:: Recorded data ::
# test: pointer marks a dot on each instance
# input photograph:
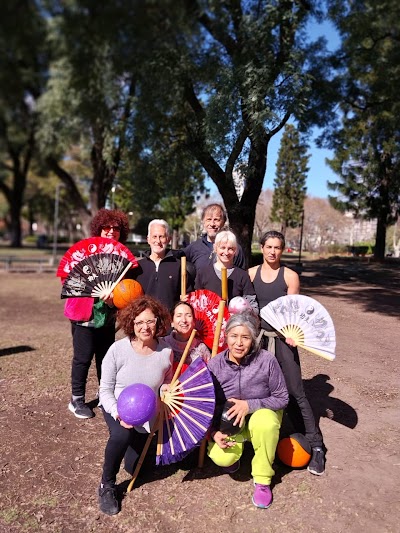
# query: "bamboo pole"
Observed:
(144, 452)
(158, 424)
(224, 284)
(218, 326)
(221, 309)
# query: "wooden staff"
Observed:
(158, 424)
(183, 276)
(218, 326)
(144, 452)
(175, 377)
(221, 308)
(224, 284)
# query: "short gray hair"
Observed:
(249, 320)
(158, 222)
(226, 235)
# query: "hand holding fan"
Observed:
(206, 305)
(304, 320)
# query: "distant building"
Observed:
(358, 230)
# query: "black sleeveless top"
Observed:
(266, 292)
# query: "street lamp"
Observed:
(56, 217)
(301, 237)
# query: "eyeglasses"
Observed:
(109, 228)
(146, 323)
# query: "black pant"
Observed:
(88, 342)
(299, 409)
(122, 442)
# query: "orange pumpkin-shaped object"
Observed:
(294, 451)
(126, 291)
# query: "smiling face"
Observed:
(272, 251)
(183, 322)
(145, 326)
(158, 239)
(225, 251)
(111, 231)
(213, 222)
(239, 341)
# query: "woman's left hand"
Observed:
(238, 411)
(124, 424)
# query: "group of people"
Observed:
(259, 372)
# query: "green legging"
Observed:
(262, 430)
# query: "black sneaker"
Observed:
(108, 500)
(80, 409)
(317, 463)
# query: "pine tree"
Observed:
(367, 143)
(291, 174)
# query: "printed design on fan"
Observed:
(92, 249)
(94, 275)
(305, 317)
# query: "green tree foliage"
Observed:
(291, 175)
(231, 76)
(23, 75)
(367, 143)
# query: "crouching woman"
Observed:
(252, 380)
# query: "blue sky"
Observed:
(319, 173)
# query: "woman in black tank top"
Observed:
(271, 280)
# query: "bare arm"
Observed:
(292, 281)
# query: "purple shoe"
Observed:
(262, 496)
(231, 469)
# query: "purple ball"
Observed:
(137, 404)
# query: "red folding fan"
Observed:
(92, 267)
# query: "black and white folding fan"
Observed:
(93, 267)
(304, 320)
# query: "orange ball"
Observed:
(126, 291)
(294, 451)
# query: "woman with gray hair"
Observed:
(210, 276)
(251, 380)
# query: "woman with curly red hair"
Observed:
(88, 340)
(140, 357)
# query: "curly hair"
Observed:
(105, 217)
(127, 316)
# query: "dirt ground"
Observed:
(51, 462)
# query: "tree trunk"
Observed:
(380, 241)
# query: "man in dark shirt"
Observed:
(200, 252)
(159, 272)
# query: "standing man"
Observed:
(272, 280)
(159, 272)
(200, 252)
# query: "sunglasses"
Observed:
(109, 228)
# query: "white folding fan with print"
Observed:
(304, 320)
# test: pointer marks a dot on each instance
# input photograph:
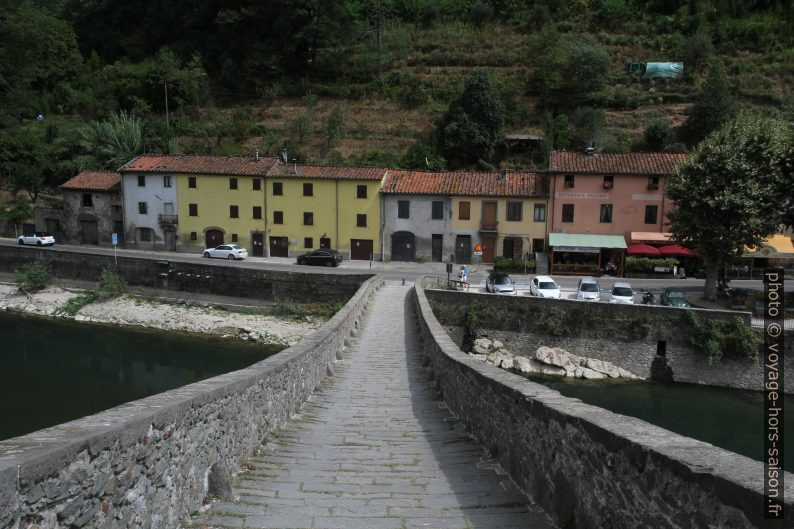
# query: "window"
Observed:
(514, 211)
(606, 213)
(438, 210)
(464, 211)
(402, 209)
(650, 214)
(540, 213)
(567, 212)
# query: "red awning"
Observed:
(676, 250)
(643, 250)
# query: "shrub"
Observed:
(34, 276)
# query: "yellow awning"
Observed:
(775, 247)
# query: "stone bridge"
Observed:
(376, 421)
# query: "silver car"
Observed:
(588, 289)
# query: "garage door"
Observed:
(403, 246)
(361, 249)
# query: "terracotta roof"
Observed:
(199, 164)
(94, 181)
(639, 163)
(283, 170)
(472, 183)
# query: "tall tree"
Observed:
(725, 193)
(472, 124)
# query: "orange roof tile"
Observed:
(471, 183)
(94, 181)
(199, 164)
(639, 163)
(282, 170)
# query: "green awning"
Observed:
(569, 241)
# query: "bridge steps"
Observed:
(374, 448)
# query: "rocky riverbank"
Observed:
(145, 312)
(547, 361)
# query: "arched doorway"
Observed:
(213, 238)
(403, 246)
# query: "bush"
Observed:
(34, 276)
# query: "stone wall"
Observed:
(206, 276)
(586, 466)
(150, 463)
(628, 336)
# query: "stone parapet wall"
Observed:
(625, 335)
(586, 466)
(151, 462)
(188, 275)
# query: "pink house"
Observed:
(615, 194)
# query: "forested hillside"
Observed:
(416, 83)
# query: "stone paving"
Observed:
(375, 448)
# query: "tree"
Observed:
(724, 194)
(472, 124)
(714, 106)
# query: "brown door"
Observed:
(361, 249)
(489, 216)
(488, 242)
(279, 247)
(213, 238)
(257, 245)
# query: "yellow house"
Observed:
(319, 206)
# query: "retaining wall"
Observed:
(151, 462)
(625, 335)
(586, 466)
(205, 276)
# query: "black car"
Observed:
(323, 257)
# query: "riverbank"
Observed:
(180, 315)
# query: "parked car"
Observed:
(500, 283)
(322, 257)
(622, 293)
(39, 238)
(588, 289)
(226, 251)
(544, 287)
(674, 297)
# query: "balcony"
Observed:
(167, 220)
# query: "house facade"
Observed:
(91, 211)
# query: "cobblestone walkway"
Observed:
(375, 448)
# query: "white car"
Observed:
(622, 293)
(39, 238)
(226, 251)
(544, 287)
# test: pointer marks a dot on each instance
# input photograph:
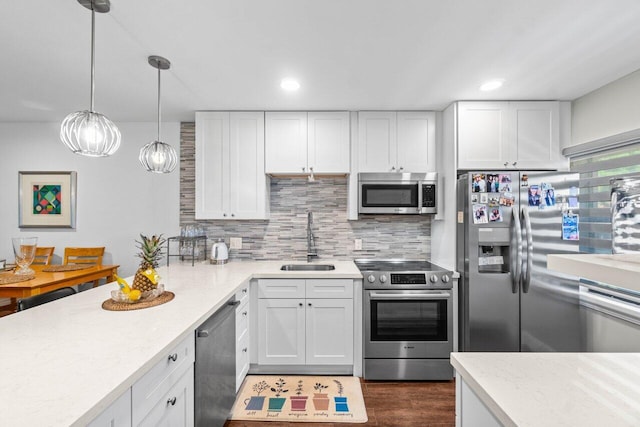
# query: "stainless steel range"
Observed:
(408, 320)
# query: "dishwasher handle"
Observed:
(217, 318)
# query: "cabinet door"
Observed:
(281, 332)
(118, 414)
(328, 142)
(483, 135)
(534, 130)
(329, 331)
(212, 163)
(377, 149)
(416, 141)
(247, 180)
(175, 408)
(286, 142)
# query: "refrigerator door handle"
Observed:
(529, 244)
(517, 231)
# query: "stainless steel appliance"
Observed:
(508, 300)
(215, 368)
(408, 320)
(397, 193)
(625, 214)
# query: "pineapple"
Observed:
(146, 278)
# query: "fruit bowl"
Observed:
(119, 296)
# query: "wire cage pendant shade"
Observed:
(157, 156)
(87, 132)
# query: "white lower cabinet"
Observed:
(305, 322)
(165, 394)
(116, 415)
(175, 407)
(242, 334)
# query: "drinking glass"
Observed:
(24, 249)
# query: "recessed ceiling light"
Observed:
(289, 84)
(492, 85)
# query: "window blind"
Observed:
(596, 170)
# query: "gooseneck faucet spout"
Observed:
(311, 240)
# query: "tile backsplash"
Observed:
(284, 236)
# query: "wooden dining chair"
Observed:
(25, 303)
(44, 254)
(84, 256)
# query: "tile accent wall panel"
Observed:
(284, 236)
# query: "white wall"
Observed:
(611, 110)
(116, 198)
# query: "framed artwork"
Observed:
(47, 199)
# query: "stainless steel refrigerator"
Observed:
(508, 221)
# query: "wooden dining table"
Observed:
(45, 281)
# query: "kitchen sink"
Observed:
(307, 267)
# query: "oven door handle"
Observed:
(412, 296)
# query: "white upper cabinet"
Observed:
(402, 141)
(299, 142)
(230, 178)
(515, 135)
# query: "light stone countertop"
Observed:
(555, 389)
(619, 270)
(64, 362)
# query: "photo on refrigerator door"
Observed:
(570, 226)
(493, 183)
(480, 214)
(495, 215)
(479, 183)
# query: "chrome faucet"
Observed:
(311, 240)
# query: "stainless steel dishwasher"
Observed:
(215, 368)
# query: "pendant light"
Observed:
(87, 132)
(157, 156)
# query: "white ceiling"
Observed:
(347, 54)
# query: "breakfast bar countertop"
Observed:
(64, 362)
(619, 270)
(559, 389)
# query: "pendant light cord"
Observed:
(159, 107)
(93, 56)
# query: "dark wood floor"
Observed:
(402, 404)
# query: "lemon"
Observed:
(134, 295)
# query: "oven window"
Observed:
(422, 320)
(389, 195)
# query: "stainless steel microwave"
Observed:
(397, 193)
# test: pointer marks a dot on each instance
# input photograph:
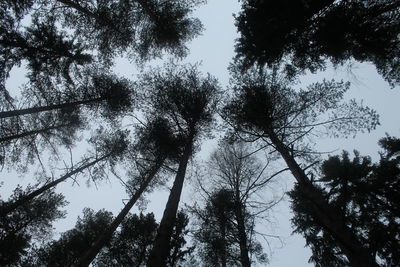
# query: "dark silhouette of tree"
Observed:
(143, 28)
(131, 244)
(112, 146)
(66, 250)
(237, 176)
(188, 101)
(108, 92)
(55, 118)
(307, 34)
(366, 194)
(28, 222)
(177, 251)
(265, 109)
(215, 235)
(22, 141)
(157, 145)
(218, 238)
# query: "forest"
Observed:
(210, 151)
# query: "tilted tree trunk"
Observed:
(19, 112)
(9, 207)
(34, 132)
(88, 256)
(223, 248)
(244, 252)
(159, 253)
(328, 216)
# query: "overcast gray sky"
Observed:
(214, 48)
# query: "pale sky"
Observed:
(214, 48)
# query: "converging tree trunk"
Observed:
(88, 256)
(244, 252)
(70, 105)
(357, 254)
(34, 132)
(159, 253)
(9, 207)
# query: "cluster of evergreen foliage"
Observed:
(346, 209)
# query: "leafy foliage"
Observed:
(29, 222)
(366, 194)
(305, 34)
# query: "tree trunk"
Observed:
(244, 252)
(159, 253)
(223, 244)
(328, 216)
(88, 256)
(13, 113)
(34, 132)
(9, 207)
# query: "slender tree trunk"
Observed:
(159, 253)
(88, 256)
(29, 133)
(103, 21)
(328, 216)
(244, 252)
(223, 244)
(78, 7)
(9, 207)
(13, 113)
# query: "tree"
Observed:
(188, 101)
(215, 234)
(238, 179)
(366, 195)
(55, 118)
(265, 109)
(66, 250)
(307, 34)
(112, 150)
(158, 145)
(131, 244)
(30, 221)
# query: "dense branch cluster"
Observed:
(74, 119)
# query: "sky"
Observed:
(215, 49)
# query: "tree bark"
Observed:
(328, 216)
(244, 252)
(223, 248)
(9, 207)
(13, 113)
(88, 256)
(28, 133)
(159, 253)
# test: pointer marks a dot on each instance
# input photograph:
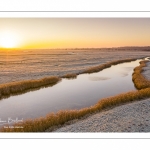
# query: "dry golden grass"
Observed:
(138, 79)
(70, 76)
(61, 117)
(20, 87)
(14, 88)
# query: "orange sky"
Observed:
(74, 32)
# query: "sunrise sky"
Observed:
(74, 32)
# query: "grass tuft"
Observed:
(61, 117)
(139, 80)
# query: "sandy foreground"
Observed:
(132, 117)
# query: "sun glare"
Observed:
(8, 40)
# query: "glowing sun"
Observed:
(8, 40)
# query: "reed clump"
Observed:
(19, 87)
(70, 76)
(139, 80)
(61, 117)
(107, 65)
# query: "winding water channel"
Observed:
(78, 93)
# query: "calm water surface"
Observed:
(84, 91)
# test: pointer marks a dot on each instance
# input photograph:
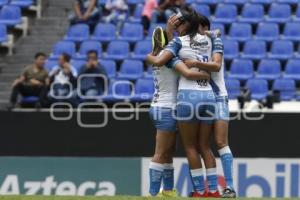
:::
### Your instructions
Run a filter over the data above and keep each line that contains the word "window".

### Reply
# query: "window"
# query: "window blind"
# query: "oven window"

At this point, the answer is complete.